Description of the task>
Reproduce the entire listing below line for line, changing nothing.

Entries taken from a pointing dataset:
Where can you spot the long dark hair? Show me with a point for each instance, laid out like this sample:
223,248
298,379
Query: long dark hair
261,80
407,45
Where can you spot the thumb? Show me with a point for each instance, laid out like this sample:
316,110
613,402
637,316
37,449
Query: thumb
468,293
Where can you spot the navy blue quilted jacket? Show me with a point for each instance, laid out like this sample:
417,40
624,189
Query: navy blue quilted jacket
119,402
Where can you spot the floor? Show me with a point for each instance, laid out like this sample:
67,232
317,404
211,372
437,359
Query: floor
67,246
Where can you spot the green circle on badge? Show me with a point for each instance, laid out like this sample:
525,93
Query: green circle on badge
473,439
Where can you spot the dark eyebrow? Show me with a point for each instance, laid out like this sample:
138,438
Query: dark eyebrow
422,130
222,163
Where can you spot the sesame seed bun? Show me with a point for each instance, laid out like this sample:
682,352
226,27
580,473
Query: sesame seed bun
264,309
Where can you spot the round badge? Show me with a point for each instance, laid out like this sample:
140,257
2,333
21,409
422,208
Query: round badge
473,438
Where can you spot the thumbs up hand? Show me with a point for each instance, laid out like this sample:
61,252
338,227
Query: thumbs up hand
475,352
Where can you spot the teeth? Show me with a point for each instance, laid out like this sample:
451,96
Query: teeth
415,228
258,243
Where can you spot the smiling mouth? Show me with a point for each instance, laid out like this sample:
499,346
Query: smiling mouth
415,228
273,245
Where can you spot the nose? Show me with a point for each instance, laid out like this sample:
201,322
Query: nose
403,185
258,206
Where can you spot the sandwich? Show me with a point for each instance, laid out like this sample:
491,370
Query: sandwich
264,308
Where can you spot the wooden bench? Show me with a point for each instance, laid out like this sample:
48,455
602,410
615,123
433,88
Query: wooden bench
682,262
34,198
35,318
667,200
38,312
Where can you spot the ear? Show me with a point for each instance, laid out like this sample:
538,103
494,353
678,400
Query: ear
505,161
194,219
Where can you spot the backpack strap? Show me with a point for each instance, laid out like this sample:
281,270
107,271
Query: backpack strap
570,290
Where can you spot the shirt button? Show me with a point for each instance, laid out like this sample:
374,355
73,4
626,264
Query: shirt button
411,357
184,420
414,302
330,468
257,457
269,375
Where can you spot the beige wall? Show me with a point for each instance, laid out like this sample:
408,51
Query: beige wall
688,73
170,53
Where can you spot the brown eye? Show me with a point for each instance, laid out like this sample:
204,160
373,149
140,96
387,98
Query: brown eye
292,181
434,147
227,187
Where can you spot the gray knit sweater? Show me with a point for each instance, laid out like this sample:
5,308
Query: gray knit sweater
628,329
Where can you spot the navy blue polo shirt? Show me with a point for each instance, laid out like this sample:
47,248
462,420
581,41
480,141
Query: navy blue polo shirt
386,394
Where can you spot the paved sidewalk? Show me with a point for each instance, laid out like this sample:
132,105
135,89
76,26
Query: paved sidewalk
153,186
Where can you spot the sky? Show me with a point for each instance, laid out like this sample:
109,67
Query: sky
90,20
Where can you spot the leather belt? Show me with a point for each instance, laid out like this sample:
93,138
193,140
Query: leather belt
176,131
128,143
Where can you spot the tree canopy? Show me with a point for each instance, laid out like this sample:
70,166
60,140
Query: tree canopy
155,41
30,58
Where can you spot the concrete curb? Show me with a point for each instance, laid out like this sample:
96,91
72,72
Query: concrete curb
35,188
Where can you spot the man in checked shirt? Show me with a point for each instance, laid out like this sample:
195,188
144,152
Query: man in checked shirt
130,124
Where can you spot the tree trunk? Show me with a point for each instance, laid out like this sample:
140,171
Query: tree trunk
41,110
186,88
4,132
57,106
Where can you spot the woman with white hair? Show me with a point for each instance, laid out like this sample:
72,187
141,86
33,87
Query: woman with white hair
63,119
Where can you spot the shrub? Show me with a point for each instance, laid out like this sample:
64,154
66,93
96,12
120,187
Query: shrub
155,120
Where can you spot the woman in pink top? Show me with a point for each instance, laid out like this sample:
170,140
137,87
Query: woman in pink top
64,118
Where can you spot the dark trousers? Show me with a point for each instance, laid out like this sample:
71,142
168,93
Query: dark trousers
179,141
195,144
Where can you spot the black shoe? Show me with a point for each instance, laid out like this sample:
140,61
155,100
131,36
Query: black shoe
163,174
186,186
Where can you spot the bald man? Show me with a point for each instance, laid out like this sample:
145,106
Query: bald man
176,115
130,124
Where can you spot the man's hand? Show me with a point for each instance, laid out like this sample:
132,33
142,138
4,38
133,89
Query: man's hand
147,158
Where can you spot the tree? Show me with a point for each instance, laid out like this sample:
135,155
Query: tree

Full output>
Where can you spot the long dark hair? Show me with a point for each instance, laid out like this sample:
223,248
298,379
Query: long dark hair
261,80
407,45
Where can you spot the thumb? Show me with a point for each instance, laid out like this sample:
316,110
613,402
637,316
37,449
Query: thumb
468,293
Where can you spot the navy blue quilted jacket? Show me with a point for each instance, laid out like this sample:
417,40
624,189
Query: navy blue quilted jacket
119,402
Where can you spot the floor? Show me with a point for each instance, laid out like this sample:
67,232
317,404
211,372
437,359
Query: floor
67,246
Where can you spot the green circle on badge? Show me with a point for each instance, laid out like this sample:
525,93
Query: green circle on badge
473,439
Where can you spot the dark eyebrow? Show me with a point for each instance, laid out like this sample:
138,438
Query: dark eyebrow
422,130
222,163
Where can you spot the sesame seed bun? Show me with a point for each instance, laid out like this sample:
682,352
226,27
580,473
Query: sesame seed bun
264,309
Where can you spot the round badge? Show me with a point for each instance, laid out like this sample:
140,257
2,333
21,409
422,208
Query: round badge
473,438
Where can you spot the thumbs up hand? Show me with a point for each instance, laid out like this sample:
61,252
338,227
Query: thumbs up hand
475,352
Where can you spot the teeth? Show me with a point for each instance, laid out like this sample:
451,96
Query: teeth
415,228
258,243
Where can you spot the smiling mouth? Show me with a point for each instance, laid out like this sample:
499,346
Query: smiling mouth
415,228
273,245
Where can you spot the nose? Show me with a point for each instance, laid out like this sample:
201,322
Query: nose
403,185
258,206
Where can you spot the sandwich? Show me with a point for each instance, laid out like this sample:
491,370
Query: sandwich
264,308
Where can you spot the wooden bench? Show me with a point for each instance, laid out like this sample:
48,455
602,410
615,123
433,88
Query: wooden bench
682,262
34,198
35,318
667,200
38,312
Where can you spot the ear? Show me with a point for each instance, laid out like this sample:
538,103
494,353
678,400
Query: ear
505,161
194,219
Where can you spot the backpack strap? Show me with a point for each instance, laid out like this sample:
281,270
107,271
Query: backpack strap
570,290
Where can you spot the shirt button? Show me with a point for each instance, laid out like this sample:
374,355
73,4
626,264
Query: shirt button
411,357
184,420
414,302
330,468
257,457
269,375
Where can you spot the beige wall? Show me with a point for each instance, laid out like this sample:
408,51
Query: beige wall
688,73
170,53
Where can you spot the brown eye? Show me with a point for each instance, laid out like this sample:
204,160
373,149
140,96
387,98
Query: brown eye
292,181
434,147
227,187
Where can you spot the gray knit sweater? Show me with a point for each instance, laid out like this sample:
5,308
Query: gray knit sweater
628,329
Where can you spot the navy blue polo shirt? Show me with a point for each instance, laid out like this sample:
47,248
462,420
581,41
480,141
Query: navy blue polo shirt
386,394
Where can you spot the paved sidewalk? Show me with a point for each instance, laid out like this sample:
132,105
135,89
76,26
Query: paved sidewalk
153,186
Where can you spot the sky? Show me with a point for each instance, laid out like this sample:
109,67
Query: sky
90,20
Where can you spot the leather belt? Show me with a point for each instance, laid out like this sample:
93,138
193,140
Query: leather belt
176,131
128,143
Where can you spot the tree canopy? Show me with a point for each instance, laid out like this sample:
70,166
60,140
Query: tree canopy
155,41
30,58
Where can you spot the concrete curb? Show me with a point for each instance, laid out like this sample:
96,91
72,72
Query: concrete curb
35,188
Where can you spot the man in checked shirt? Show me with a point for each instance, laid out like this sample:
195,188
144,152
Query: man in checked shirt
130,124
Where can you spot the tree trunk? Show me with a point for each instance, laid out like this sample:
140,171
Query: tree trunk
41,110
186,88
4,132
57,106
Where can you spot the woman with white hair? Show me with a point for each instance, laid out like this sample:
72,187
141,86
33,87
Query: woman with white hair
63,119
Where can you spot the shrub? Show me with a point for each instance, laid out like this sample:
64,154
66,93
96,12
120,187
Query: shrub
155,120
Where can you spot the woman in pink top? Show me with a point for each instance, laid out like this sample:
170,140
137,87
Query: woman in pink top
64,118
Where can you spot the dark trousers? Show me with a point for each instance, laid out like this sample:
71,142
168,93
Query: dark trousers
179,141
195,144
Where can you spot the black shoe? Show me with a point for each instance, laid out like this sample:
140,61
155,100
131,36
Query: black shoe
163,174
186,186
Where can you spot the bald man? Show me with a point for each instance, laid out like this sample:
145,106
Query: bald man
176,115
130,124
Where can you spot the man's hand? Show me with a point for each instance, laid out like this sample:
132,33
142,138
4,38
133,89
Query: man's hand
147,158
Where can you spot the tree? Show me with a point for each instance, laid out like this sample:
135,155
Query: tree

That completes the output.